-- Exercise instructions --
How many rows below contain the string "patch"? Reply with the count alone.

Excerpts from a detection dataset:

※ ※ ※

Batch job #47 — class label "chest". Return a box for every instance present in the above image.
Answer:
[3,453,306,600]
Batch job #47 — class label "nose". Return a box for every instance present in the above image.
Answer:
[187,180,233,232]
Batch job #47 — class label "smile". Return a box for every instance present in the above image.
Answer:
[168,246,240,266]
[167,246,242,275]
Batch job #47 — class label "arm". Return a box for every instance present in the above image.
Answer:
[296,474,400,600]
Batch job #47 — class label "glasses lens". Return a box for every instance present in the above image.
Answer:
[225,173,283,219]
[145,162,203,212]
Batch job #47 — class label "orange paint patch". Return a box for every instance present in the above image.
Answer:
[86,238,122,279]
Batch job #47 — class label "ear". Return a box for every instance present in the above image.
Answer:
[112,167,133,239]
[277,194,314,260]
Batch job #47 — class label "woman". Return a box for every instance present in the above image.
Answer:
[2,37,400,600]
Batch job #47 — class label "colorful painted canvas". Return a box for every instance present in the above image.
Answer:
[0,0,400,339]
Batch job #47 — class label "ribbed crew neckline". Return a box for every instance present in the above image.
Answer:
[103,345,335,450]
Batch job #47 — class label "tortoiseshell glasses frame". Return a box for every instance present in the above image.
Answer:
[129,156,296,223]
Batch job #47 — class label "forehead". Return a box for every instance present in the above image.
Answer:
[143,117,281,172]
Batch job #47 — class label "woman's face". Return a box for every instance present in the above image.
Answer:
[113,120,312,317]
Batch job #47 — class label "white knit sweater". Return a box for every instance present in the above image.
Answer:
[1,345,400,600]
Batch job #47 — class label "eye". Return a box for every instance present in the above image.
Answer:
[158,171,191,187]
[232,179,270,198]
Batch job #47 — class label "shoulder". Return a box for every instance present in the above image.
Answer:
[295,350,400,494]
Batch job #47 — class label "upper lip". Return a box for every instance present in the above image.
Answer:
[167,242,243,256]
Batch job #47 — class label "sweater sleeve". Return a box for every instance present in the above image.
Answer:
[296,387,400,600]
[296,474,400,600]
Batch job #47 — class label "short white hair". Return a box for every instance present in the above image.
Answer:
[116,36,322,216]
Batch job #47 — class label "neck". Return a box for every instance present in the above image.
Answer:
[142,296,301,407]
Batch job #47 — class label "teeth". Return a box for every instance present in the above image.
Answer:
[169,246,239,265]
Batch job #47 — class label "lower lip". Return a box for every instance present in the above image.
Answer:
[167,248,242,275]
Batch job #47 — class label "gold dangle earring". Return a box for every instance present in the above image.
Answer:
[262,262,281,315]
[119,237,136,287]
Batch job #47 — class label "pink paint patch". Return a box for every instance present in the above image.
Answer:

※ ※ ※

-- Written answer --
2